● PROVIDED TEXT:

*** Begin section ***

Rep. Brooks said a tower would enhance public safety by enabling airport officials to better control the increasing number of private and commercial flights arriving and departing from St. George.
“Mixing general aviation with as many commercial flights that are coming in can raise the risk factor,” he said. “When you’re flying in the air, you don’t really get a do-over if you crash.”
Finally, the city is asking the Legislature for another $2.5 million or more to fund the installation of asphalt, curb, gutter and sidewalks and other infrastructure on Airport Parkway, which parallels the runway and portions of which are currently unpaved.
As lofty as their hopes for state funds are, St. George leaders say they are not taking it for granted they will get the money. While the Legislature has $2 billion in extra money to spend this year, lawmakers have been inundated with requests totaling $3.2 billion.

*** End section ***

[Entries taken from a collection]
*** Begin section ***

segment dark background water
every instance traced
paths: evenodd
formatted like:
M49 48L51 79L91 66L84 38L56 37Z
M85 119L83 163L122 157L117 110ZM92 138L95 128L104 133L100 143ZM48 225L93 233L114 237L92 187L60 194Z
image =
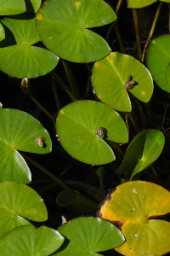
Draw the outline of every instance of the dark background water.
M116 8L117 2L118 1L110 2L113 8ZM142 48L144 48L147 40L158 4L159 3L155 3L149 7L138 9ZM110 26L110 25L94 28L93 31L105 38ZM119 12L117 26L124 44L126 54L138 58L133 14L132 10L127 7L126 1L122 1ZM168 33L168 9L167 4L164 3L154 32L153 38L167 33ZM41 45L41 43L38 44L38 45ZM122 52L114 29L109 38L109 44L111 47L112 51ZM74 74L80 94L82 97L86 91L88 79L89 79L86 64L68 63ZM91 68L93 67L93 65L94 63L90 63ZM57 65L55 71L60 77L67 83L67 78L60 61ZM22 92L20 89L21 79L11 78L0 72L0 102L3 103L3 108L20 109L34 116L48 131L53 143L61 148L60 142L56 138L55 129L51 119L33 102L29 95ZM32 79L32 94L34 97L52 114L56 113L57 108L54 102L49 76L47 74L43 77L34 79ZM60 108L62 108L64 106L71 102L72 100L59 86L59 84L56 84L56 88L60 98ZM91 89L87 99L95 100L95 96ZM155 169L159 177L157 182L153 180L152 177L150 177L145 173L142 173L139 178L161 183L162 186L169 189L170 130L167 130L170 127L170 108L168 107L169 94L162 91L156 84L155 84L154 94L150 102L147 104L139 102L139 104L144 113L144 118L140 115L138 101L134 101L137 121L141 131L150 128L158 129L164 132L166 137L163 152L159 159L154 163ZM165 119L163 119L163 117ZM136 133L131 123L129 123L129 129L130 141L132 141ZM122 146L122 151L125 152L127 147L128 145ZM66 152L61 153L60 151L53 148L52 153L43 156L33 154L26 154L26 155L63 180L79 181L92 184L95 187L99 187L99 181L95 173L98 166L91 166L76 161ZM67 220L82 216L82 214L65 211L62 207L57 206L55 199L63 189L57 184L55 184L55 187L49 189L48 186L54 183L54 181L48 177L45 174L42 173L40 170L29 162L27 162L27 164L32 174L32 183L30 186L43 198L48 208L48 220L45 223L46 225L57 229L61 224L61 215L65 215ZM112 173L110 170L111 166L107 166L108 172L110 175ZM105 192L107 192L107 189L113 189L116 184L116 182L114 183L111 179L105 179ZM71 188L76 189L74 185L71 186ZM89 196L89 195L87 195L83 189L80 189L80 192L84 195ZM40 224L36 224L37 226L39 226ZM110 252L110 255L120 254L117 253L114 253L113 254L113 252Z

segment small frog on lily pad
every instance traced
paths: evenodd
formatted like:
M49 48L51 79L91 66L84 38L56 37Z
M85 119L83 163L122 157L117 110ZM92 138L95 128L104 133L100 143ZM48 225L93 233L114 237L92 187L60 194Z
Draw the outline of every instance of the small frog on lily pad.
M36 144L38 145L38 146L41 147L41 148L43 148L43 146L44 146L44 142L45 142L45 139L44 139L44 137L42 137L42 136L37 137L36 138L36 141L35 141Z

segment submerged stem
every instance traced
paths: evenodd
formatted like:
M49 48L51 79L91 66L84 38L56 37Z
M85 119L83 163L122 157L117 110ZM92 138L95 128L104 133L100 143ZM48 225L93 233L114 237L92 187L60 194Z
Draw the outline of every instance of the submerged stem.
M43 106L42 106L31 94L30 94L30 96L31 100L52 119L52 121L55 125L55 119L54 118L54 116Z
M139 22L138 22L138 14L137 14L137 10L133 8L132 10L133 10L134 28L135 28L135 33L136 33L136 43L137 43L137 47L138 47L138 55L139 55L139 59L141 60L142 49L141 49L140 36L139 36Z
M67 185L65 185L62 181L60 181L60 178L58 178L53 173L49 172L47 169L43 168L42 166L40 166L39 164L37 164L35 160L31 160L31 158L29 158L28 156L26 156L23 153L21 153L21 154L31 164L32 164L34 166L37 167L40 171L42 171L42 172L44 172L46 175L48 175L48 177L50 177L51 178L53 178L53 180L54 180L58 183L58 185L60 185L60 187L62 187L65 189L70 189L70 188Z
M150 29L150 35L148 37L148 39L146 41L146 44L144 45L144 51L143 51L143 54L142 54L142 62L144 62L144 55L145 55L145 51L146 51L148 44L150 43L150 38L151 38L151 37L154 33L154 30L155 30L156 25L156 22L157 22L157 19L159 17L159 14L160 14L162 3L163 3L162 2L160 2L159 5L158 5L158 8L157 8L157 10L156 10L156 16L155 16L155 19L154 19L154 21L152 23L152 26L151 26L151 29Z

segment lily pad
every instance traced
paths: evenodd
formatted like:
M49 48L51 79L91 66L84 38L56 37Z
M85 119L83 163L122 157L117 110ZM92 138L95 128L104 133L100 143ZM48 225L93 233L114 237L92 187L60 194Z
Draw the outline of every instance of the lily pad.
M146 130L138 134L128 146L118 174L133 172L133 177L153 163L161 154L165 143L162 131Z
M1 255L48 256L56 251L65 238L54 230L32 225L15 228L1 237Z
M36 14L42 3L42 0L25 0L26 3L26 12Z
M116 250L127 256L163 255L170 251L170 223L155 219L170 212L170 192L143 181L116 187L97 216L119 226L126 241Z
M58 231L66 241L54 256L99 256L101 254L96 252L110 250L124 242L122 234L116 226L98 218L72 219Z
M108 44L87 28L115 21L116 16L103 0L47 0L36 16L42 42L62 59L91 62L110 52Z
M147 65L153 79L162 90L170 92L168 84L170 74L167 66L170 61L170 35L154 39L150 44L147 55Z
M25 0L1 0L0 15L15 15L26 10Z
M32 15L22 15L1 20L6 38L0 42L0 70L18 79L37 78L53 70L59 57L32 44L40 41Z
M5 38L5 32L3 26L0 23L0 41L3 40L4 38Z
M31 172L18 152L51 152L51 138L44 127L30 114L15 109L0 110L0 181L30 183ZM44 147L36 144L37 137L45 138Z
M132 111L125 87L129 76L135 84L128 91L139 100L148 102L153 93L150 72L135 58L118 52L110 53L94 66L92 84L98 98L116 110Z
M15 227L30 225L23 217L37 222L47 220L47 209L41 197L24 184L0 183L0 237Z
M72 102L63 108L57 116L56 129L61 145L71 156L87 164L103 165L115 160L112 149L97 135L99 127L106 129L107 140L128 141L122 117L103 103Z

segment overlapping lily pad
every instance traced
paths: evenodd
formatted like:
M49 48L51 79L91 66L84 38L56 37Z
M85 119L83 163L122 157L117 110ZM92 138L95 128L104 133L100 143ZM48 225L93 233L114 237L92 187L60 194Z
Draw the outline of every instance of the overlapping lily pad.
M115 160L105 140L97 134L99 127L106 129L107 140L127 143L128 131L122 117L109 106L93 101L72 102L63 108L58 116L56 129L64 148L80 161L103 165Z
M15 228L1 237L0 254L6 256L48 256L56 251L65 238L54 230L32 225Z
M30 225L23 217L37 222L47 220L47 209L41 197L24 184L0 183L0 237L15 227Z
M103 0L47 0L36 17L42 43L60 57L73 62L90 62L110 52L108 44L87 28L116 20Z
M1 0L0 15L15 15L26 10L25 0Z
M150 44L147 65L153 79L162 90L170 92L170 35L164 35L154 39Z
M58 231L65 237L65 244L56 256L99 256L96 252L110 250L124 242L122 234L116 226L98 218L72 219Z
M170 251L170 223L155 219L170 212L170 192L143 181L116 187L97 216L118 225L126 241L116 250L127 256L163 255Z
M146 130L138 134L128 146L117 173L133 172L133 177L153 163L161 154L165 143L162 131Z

*** End section ***

● TASK REQUIREMENTS:
1. In the airport funding text, what total do the requests that lawmakers have received add up to?
2. Please quote the airport funding text, starting at the words "Rep. Brooks said" and ending after "from St. George.".

● ANSWERS TO THIS EXERCISE:
1. $3.2 billion.

2.
Rep. Brooks said a tower would enhance public safety by enabling airport officials to better control the increasing number of private and commercial flights arriving and departing from St. George.